**Data for processing**
──────────

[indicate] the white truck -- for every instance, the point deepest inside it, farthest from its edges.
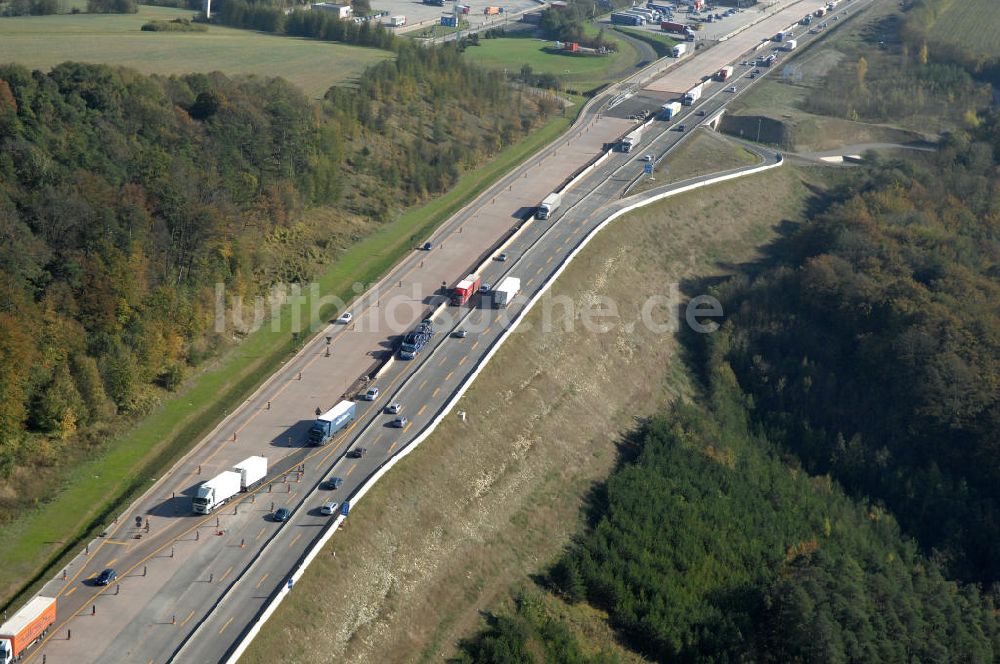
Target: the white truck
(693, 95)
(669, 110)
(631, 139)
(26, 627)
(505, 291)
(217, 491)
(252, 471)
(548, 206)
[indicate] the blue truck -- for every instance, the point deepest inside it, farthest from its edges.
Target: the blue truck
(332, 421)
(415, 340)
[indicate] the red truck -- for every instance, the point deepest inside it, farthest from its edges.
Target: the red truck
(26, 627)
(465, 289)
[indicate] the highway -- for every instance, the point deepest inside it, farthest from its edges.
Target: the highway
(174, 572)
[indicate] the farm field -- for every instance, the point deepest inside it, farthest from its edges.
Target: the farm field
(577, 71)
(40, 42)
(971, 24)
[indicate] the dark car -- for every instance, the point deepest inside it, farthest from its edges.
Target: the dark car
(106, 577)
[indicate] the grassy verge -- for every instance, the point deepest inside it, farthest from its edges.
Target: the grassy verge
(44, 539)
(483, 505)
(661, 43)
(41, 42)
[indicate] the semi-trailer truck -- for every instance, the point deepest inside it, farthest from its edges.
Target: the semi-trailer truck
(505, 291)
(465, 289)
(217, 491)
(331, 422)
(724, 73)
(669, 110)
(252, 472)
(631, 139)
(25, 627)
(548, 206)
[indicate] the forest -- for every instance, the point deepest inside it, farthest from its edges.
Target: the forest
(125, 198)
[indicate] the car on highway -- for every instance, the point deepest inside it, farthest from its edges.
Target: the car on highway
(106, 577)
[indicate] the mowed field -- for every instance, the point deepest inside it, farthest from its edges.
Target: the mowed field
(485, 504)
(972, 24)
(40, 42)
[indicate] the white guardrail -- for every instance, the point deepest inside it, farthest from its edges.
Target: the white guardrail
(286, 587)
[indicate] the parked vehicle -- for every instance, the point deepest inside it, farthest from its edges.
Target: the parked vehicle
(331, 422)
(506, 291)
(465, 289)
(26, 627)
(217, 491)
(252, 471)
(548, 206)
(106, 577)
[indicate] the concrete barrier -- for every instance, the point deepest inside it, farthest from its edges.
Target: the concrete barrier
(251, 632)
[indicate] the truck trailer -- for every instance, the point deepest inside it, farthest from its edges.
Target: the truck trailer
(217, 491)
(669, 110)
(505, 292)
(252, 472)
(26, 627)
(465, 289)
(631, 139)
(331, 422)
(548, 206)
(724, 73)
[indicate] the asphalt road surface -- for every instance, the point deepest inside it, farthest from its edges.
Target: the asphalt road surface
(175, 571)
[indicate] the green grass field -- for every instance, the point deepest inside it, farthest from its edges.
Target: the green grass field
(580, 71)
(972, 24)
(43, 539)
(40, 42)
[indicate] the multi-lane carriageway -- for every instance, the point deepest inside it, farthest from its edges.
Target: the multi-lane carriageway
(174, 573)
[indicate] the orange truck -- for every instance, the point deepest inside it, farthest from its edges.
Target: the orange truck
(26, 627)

──────────

Reproduce verbatim the records, starting at the line that contains "[indicate] the semi-trailer" and continuing through the final line of the records.

**Answer for this exercise**
[indicate] the semi-trailer truck -- for every instance, the point deepest inside it, farthest from its edges.
Target: the semi-trailer truck
(505, 291)
(465, 289)
(217, 491)
(331, 422)
(724, 73)
(669, 110)
(252, 472)
(631, 139)
(25, 627)
(548, 206)
[indicate] the forest -- for every instance, the point deepest inside it, farthest from its edges.
Target: the forest
(125, 198)
[indicate] the car on highway -- for every instance, the point deepest inside it, farthest from its edges.
Target: the car on highway
(106, 577)
[indicate] the mowed field -- for every instance, the point deepest inside it, farthest from its edges.
Target: the mowed field
(485, 504)
(972, 24)
(40, 42)
[indicate] the white guardrail -- for every instance, the point deepest inside it, farthest from its edges.
Target: the white guardrail
(286, 587)
[indicate] the parked vehicle -- for every instance, the point deepest inside it, farthest from its edges.
Target: the parked vehicle
(331, 422)
(506, 291)
(465, 289)
(26, 627)
(217, 491)
(252, 471)
(548, 206)
(106, 577)
[indicate] the concrete barrier -- for every instance, the point deepest inside it, farthest from its edges.
Target: the concrete barrier
(251, 632)
[indicate] the truck trailer -- for every instance, the point deepest inside it, farthest from its edges.
Target: the truck trailer
(217, 491)
(669, 110)
(505, 292)
(252, 472)
(26, 627)
(465, 289)
(631, 139)
(331, 422)
(548, 206)
(724, 73)
[indicate] the asphalt road surface -- for every instance, the point deepest inside it, farthest from its edges.
Target: the asphalt road surface
(175, 571)
[indicate] the green grass field -- for every instance, the point deepest inside it, farthest from its edges.
Target: the green grass field
(580, 71)
(972, 24)
(43, 539)
(40, 42)
[indicate] the multi-lane carriageway -- for every instance, the point deepest inside it, farthest from its edges.
Target: the multi-lane carriageway
(174, 573)
[indicate] the orange truck -- for every instance, the point deepest inside it, farthest from its edges.
Target: the orange truck
(26, 627)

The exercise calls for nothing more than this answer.